Telling it how it is without the ‘C-word’

In Earth: A New Wild we are using the storytelling device to go on an adventure to the ends of the earth to understand the planet. The revelation you come to understand is that people are everywhere. The key is absolutely the word ‘conservation’ is not used around the series. The series is called Earth: A New Wild and it’s about reconnecting, re-understanding the wild as it really is. Now conservation is just a huge word, there’s no reason to use that word, there’s no reason to attach it to it in any sense and storytelling is always about the two plus two, never showing necessarily that it equals four; the audience has to come to the four for themselves. So maybe the four at the end of the day at some level is the word conservation, who knows, but you don’t want to bring it that way. And there’s fascinating studies, much more political studies in America about going anywhere near climate change, where even words that are in any way connected to people’s standard of living and politics, if you in any way link that to them, they split instantly into what they feel they should be, what their persona is. So in a way these programmes are about whatever people want to make programmes about, they’re not about conservation, they’re just telling the truth about the real world, I guess. You’ve just got to be real about what’s out there.

**Provided information:**
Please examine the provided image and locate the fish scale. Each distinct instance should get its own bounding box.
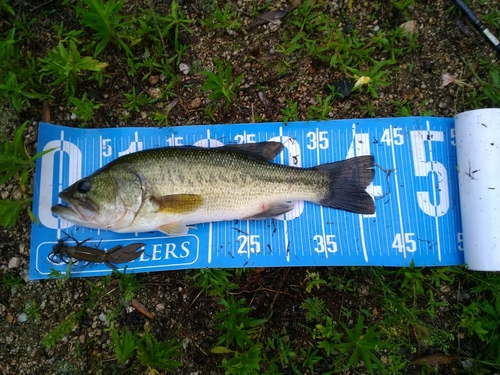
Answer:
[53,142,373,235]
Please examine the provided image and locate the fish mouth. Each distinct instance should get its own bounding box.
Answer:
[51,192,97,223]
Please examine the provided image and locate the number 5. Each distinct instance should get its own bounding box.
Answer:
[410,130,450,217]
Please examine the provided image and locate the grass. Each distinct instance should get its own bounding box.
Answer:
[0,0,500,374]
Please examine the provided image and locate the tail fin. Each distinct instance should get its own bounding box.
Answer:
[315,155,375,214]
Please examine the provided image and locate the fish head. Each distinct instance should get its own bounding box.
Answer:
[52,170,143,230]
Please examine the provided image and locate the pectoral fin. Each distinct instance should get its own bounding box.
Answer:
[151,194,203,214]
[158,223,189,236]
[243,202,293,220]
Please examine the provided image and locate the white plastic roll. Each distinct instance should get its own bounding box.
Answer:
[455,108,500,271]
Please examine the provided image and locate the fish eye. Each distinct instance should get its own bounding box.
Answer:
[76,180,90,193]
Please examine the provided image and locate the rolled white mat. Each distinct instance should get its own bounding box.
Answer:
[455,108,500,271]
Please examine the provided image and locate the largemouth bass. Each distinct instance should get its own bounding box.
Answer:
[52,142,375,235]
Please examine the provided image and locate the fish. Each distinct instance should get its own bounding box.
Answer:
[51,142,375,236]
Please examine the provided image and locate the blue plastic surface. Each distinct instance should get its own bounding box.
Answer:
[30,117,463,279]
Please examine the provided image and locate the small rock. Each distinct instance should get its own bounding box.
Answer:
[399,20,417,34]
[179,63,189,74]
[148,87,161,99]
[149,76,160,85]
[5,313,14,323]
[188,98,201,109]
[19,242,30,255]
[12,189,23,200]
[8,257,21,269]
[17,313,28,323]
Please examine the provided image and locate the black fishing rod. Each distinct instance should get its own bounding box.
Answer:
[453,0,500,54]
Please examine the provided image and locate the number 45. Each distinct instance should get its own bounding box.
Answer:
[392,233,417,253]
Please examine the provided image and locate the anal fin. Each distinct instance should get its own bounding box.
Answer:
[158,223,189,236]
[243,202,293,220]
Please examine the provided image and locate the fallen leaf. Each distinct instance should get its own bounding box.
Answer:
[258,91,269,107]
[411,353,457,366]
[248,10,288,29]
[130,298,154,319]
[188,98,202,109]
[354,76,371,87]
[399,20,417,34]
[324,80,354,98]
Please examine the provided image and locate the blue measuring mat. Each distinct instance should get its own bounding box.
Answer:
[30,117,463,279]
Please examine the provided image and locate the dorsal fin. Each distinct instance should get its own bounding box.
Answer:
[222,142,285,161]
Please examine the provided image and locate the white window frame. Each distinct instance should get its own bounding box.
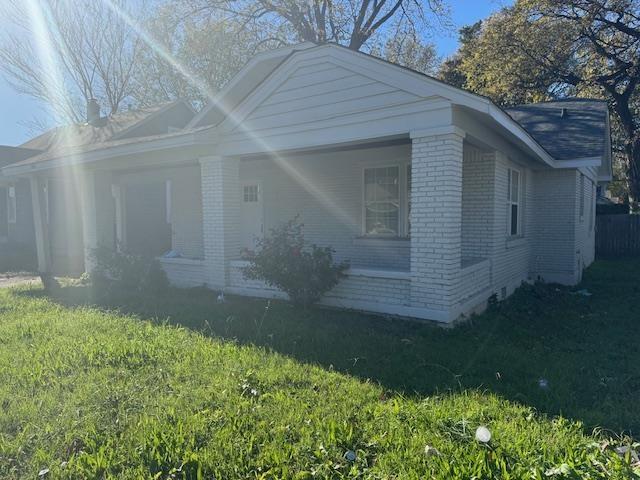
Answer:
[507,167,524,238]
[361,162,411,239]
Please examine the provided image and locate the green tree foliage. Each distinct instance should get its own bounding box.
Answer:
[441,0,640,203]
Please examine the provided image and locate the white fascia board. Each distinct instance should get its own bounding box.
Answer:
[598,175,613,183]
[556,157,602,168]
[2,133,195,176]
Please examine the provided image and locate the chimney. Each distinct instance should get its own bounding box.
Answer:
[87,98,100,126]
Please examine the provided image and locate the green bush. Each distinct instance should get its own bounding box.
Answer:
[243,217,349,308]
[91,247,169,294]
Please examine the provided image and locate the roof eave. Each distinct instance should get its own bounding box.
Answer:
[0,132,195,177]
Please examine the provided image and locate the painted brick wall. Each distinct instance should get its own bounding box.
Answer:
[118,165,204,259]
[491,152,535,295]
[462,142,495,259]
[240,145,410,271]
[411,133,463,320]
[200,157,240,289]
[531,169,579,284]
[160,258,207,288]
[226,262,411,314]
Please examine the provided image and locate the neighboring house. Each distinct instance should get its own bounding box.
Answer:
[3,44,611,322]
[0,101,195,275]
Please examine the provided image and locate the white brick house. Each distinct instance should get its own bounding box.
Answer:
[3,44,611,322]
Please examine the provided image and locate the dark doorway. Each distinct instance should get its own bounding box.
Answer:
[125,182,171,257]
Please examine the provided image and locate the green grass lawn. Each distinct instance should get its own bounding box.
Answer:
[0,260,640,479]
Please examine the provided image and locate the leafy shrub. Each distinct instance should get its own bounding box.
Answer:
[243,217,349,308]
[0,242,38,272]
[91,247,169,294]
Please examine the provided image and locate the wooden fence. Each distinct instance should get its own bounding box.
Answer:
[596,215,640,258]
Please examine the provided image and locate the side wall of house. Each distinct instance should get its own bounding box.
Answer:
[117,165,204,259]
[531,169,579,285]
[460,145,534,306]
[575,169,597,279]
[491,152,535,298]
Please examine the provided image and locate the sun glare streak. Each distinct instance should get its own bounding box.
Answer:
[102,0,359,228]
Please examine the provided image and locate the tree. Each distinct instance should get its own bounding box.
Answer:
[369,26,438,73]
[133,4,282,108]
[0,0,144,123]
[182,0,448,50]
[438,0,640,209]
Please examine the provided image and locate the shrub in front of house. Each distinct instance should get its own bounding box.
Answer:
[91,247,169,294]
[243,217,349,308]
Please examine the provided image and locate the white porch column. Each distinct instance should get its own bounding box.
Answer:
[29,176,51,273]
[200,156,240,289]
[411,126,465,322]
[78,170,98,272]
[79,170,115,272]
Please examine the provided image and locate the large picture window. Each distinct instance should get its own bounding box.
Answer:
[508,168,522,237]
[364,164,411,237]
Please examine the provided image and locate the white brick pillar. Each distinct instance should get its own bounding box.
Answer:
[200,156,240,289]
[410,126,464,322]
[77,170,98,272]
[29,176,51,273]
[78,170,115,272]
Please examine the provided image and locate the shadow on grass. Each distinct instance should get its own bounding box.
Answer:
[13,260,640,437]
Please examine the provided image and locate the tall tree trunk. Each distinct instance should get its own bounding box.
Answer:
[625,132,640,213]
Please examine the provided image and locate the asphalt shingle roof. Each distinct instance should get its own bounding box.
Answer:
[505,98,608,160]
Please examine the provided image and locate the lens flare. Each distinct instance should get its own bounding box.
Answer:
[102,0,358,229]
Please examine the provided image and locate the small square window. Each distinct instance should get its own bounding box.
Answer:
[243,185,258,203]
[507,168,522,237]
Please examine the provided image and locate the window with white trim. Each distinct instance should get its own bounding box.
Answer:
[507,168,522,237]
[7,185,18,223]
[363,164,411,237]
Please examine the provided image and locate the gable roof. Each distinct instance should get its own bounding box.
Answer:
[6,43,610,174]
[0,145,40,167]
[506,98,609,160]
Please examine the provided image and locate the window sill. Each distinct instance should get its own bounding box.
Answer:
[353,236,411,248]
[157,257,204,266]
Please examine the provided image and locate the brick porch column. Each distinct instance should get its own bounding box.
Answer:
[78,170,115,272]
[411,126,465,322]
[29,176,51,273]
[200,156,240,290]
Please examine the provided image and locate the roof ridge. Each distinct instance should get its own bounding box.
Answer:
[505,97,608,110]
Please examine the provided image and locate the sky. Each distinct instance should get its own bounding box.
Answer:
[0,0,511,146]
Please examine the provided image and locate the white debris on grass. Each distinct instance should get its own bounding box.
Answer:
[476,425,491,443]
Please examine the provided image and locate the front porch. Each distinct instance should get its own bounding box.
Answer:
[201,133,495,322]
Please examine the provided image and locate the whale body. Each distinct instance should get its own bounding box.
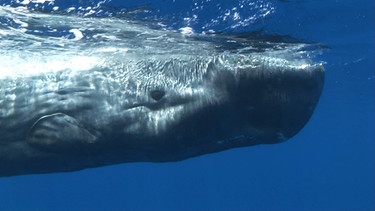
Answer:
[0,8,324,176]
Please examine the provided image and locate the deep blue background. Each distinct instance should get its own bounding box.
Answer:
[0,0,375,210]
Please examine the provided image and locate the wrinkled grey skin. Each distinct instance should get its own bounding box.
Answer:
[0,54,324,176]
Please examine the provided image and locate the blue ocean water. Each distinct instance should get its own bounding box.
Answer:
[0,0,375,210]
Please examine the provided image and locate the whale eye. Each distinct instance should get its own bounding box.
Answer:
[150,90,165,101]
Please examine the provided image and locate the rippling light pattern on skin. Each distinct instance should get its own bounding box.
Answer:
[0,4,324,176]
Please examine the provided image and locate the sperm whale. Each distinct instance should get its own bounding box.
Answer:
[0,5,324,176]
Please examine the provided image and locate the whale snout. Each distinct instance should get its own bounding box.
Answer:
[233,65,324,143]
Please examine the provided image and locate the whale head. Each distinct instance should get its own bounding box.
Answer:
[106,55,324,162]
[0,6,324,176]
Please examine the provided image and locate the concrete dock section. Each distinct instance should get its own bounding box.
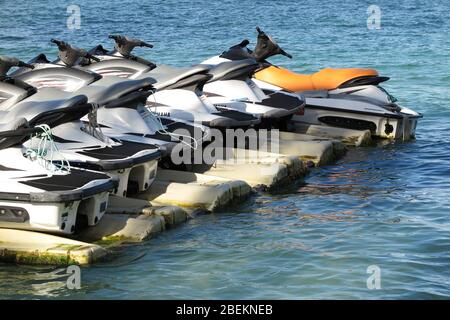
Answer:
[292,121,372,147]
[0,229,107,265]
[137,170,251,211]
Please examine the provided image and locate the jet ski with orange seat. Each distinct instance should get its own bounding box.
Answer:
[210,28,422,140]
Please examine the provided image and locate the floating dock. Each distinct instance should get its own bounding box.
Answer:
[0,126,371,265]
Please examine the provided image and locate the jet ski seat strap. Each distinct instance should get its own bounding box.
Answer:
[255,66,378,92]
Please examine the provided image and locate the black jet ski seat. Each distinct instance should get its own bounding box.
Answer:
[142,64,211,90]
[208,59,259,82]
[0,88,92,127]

**Exercise objective:**
Continue the passage on Earth: A New Wild and avoiding the word "conservation" from the point where it stops.

**Answer to the problem:**
What I will be working on next

“Age of Man II”, hopefully. We’ve now established that there is no wilderness, man is everywhere. I think now I want to go out… I think all over the world now we accept that Earth is changing at a rapid rate, that’s becoming accepted across the planet now, so I want to go and look at how that change is happening in the natural world and how the natural world is adapting to it, and that includes an understanding of time within change. Everything in this is about speed of change, we’ve changed everywhere, we’ve done change before, it’s all about the speed of change, looking back at evolution, how fast evolution happens, how fast adaptation happens, and it’s not all as we think. They went and looked at evolution and Darwin’s finches and found out it was happening in 25 years, not 25 million years, so there is interesting stuff out there to understand and if people only get a sense of time and change, that’s already something critical that they need to understand.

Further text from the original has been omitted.